What the task asks
Please output the whole listing below exactly as it is.

Data to process
== Segment start ==

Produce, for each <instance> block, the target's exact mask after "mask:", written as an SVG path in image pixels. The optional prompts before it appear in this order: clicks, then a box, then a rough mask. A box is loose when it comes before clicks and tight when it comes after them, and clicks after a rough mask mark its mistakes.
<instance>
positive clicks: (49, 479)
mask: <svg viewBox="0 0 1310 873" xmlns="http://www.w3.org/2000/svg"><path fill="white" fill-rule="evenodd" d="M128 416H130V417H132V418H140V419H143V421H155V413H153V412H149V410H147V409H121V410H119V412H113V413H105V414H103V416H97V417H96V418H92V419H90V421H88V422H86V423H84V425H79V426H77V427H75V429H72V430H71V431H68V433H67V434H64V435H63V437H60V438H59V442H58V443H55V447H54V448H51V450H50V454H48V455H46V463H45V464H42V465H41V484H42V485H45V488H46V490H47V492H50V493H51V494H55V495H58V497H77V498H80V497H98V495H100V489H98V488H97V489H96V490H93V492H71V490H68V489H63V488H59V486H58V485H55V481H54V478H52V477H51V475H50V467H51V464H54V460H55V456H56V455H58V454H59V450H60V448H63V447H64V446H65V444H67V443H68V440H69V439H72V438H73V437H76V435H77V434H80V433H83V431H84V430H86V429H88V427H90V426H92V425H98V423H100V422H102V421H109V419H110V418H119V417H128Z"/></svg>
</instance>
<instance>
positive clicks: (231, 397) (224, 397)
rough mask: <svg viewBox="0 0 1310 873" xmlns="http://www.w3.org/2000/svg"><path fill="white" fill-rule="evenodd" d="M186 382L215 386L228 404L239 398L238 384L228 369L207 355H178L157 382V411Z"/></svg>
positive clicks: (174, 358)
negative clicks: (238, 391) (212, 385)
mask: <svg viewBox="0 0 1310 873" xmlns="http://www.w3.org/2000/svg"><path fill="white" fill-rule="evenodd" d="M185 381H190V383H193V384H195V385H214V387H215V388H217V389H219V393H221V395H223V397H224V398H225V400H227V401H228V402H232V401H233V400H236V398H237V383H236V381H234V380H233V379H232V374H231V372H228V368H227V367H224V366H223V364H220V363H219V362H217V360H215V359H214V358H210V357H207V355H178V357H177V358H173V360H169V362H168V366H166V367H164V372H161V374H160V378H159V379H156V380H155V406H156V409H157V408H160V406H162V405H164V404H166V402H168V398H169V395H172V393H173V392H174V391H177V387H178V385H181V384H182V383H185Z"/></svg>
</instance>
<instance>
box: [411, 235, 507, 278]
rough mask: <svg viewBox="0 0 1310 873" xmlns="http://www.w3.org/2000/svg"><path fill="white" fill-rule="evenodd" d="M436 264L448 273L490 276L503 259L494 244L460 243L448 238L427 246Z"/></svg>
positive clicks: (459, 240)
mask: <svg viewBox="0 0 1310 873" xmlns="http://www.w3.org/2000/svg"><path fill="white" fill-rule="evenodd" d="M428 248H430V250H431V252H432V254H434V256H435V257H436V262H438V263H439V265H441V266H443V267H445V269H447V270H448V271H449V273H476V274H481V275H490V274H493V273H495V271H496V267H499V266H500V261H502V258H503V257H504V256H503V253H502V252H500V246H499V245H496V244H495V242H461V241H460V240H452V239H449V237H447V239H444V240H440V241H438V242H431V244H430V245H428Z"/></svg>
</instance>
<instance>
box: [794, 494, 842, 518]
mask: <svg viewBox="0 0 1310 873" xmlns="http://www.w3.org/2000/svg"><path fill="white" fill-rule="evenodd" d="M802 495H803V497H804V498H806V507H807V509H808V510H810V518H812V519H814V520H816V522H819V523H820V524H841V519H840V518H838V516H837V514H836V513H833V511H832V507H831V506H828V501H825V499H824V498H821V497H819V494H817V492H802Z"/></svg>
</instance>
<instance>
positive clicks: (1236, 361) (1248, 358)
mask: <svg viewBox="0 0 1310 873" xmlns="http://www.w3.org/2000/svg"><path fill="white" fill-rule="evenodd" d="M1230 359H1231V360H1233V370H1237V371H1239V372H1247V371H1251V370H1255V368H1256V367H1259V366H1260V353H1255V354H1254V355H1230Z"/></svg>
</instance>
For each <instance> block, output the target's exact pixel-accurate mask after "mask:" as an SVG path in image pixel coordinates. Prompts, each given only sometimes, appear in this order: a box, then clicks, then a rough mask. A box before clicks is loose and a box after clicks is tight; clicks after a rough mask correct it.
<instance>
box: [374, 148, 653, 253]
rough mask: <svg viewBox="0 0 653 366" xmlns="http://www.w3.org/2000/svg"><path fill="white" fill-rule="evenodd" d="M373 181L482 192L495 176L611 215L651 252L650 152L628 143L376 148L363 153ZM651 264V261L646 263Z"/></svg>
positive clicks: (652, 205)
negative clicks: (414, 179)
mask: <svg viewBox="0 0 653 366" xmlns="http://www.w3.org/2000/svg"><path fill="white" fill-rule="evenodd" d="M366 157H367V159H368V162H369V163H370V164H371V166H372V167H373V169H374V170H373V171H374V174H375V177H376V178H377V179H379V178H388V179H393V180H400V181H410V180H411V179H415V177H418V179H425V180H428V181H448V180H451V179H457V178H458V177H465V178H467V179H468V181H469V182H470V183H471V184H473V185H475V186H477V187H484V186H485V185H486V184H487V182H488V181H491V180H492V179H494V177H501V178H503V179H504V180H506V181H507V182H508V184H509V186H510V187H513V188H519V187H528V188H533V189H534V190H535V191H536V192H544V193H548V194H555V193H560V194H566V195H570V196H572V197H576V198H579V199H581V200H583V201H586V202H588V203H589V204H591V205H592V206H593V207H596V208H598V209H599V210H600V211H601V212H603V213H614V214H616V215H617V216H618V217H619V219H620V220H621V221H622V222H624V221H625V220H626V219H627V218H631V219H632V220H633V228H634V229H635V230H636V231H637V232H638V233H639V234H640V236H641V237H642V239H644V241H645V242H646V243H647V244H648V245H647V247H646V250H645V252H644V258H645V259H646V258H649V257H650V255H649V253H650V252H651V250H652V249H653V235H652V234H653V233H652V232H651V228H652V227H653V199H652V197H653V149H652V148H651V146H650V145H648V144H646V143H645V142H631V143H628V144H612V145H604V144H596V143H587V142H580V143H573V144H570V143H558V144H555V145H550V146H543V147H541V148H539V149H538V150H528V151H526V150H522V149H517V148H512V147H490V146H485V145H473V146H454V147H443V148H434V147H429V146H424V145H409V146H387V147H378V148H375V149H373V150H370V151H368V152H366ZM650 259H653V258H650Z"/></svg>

== Segment end ==

Answer to the problem
Produce, for each <instance> block, the target's exact mask after "mask:", written as an SVG path in image pixels. The optional prompts before it appear in this order: clicks, then a box, then a rough mask. A box is loose when it comes before clicks and tight when it comes after them, and clicks after a rough mask mark its mistakes.
<instance>
positive clicks: (49, 479)
mask: <svg viewBox="0 0 1310 873" xmlns="http://www.w3.org/2000/svg"><path fill="white" fill-rule="evenodd" d="M128 416H130V417H132V418H140V419H143V421H155V413H153V412H149V410H147V409H121V410H119V412H113V413H105V414H103V416H97V417H96V418H92V419H90V421H88V422H86V423H84V425H79V426H77V427H75V429H72V430H71V431H68V433H67V434H64V435H63V437H60V438H59V442H58V443H55V447H54V448H51V450H50V454H48V455H46V463H45V464H42V465H41V484H42V485H45V488H46V490H47V492H50V493H51V494H55V495H58V497H77V498H80V497H98V495H100V489H98V488H97V489H96V490H93V492H71V490H68V489H63V488H59V486H58V485H55V481H54V478H52V477H51V475H50V467H51V464H54V460H55V456H56V455H58V454H59V450H60V448H63V447H64V446H65V444H67V443H68V440H69V439H72V438H73V437H76V435H77V434H80V433H83V431H84V430H86V429H88V427H90V426H92V425H98V423H100V422H102V421H109V419H110V418H119V417H128Z"/></svg>
</instance>
<instance>
positive clicks: (231, 397) (224, 397)
rough mask: <svg viewBox="0 0 1310 873" xmlns="http://www.w3.org/2000/svg"><path fill="white" fill-rule="evenodd" d="M186 382L215 386L228 404L239 398L238 384L228 369L207 355H178L157 382V411Z"/></svg>
positive clicks: (174, 358)
negative clicks: (238, 391) (212, 385)
mask: <svg viewBox="0 0 1310 873" xmlns="http://www.w3.org/2000/svg"><path fill="white" fill-rule="evenodd" d="M185 381H190V383H193V384H195V385H214V387H215V388H217V389H219V393H221V395H223V397H224V398H225V400H227V401H228V402H232V401H233V400H236V398H237V383H236V381H234V380H233V379H232V374H231V372H228V368H227V367H224V366H223V364H220V363H219V362H217V360H215V359H214V358H210V357H207V355H178V357H177V358H173V360H169V362H168V366H166V367H164V372H161V374H160V378H159V379H156V380H155V406H156V409H157V408H160V406H162V405H164V404H166V402H168V398H169V395H172V393H173V392H174V391H177V387H178V385H181V384H182V383H185Z"/></svg>
</instance>
<instance>
box: [411, 235, 507, 278]
rough mask: <svg viewBox="0 0 1310 873" xmlns="http://www.w3.org/2000/svg"><path fill="white" fill-rule="evenodd" d="M436 264L448 273L490 276L503 259L494 244L460 243L448 238L427 246Z"/></svg>
positive clicks: (459, 240)
mask: <svg viewBox="0 0 1310 873" xmlns="http://www.w3.org/2000/svg"><path fill="white" fill-rule="evenodd" d="M428 248H430V250H431V252H432V254H434V256H435V257H436V262H438V263H439V265H441V266H443V267H445V269H447V270H448V271H449V273H476V274H481V275H490V274H493V273H495V271H496V267H499V266H500V261H502V258H503V257H504V256H503V253H502V252H500V246H499V245H496V244H495V242H461V241H460V240H452V239H449V237H447V239H444V240H440V241H438V242H431V244H430V245H428Z"/></svg>
</instance>
<instance>
box: [794, 494, 842, 518]
mask: <svg viewBox="0 0 1310 873" xmlns="http://www.w3.org/2000/svg"><path fill="white" fill-rule="evenodd" d="M802 495H803V497H804V498H806V507H807V509H808V510H810V518H812V519H814V520H816V522H819V523H820V524H841V519H840V518H838V516H837V514H836V513H833V511H832V507H831V506H828V501H825V499H824V498H821V497H819V494H817V492H802Z"/></svg>
</instance>
<instance>
positive clicks: (1236, 361) (1248, 358)
mask: <svg viewBox="0 0 1310 873" xmlns="http://www.w3.org/2000/svg"><path fill="white" fill-rule="evenodd" d="M1230 359H1231V360H1233V370H1237V371H1239V372H1247V371H1251V370H1255V368H1256V367H1259V366H1260V353H1255V354H1254V355H1230Z"/></svg>
</instance>
For each <instance> block, output the target's exact pixel-accurate mask after "mask:" as an SVG path in image pixel coordinates. Prompts, each given only sometimes, appear in this order: a box, then clicks, then a rough mask. A box before clicks is loose and a box after clicks is tight; clicks after a rough mask correct it.
<instance>
box: [374, 148, 653, 253]
rough mask: <svg viewBox="0 0 653 366" xmlns="http://www.w3.org/2000/svg"><path fill="white" fill-rule="evenodd" d="M373 181L482 192L495 176L611 215L651 252L650 152L628 143L376 148L363 153ZM651 264V261L646 263Z"/></svg>
positive clicks: (652, 205)
negative clicks: (414, 179)
mask: <svg viewBox="0 0 653 366" xmlns="http://www.w3.org/2000/svg"><path fill="white" fill-rule="evenodd" d="M366 157H367V159H368V162H369V163H370V164H371V166H372V167H373V169H374V170H373V171H374V174H375V177H376V178H377V179H379V178H388V179H393V180H400V181H410V180H411V179H415V177H418V179H425V180H428V181H448V180H451V179H457V178H458V177H465V178H467V179H468V181H469V182H470V183H471V184H473V185H475V186H477V187H484V186H485V185H486V184H487V182H488V181H491V180H492V179H494V177H501V178H503V179H504V180H506V181H507V182H508V184H509V186H510V187H513V188H519V187H528V188H533V189H534V190H535V191H536V192H544V193H548V194H555V193H560V194H566V195H570V196H572V197H576V198H579V199H581V200H583V201H586V202H588V203H589V204H591V205H592V206H593V207H596V208H598V209H599V210H600V211H601V212H603V213H614V214H616V215H617V216H618V217H619V219H620V220H621V221H622V222H624V221H625V220H626V219H627V218H631V219H632V220H633V228H634V229H635V230H636V231H637V232H638V233H639V234H640V236H641V237H642V239H644V241H645V242H646V243H647V244H648V245H647V247H646V250H645V252H644V258H645V259H646V258H649V257H650V255H649V253H650V252H651V250H652V249H653V235H652V234H653V233H652V232H651V228H652V227H653V199H652V197H653V149H652V148H651V146H650V145H648V144H646V143H645V142H631V143H628V144H612V145H604V144H596V143H587V142H580V143H573V144H570V143H558V144H555V145H550V146H543V147H541V148H539V149H538V150H528V151H526V150H522V149H517V148H512V147H490V146H485V145H473V146H454V147H443V148H434V147H429V146H424V145H409V146H387V147H378V148H375V149H373V150H370V151H368V152H366ZM650 259H653V258H650Z"/></svg>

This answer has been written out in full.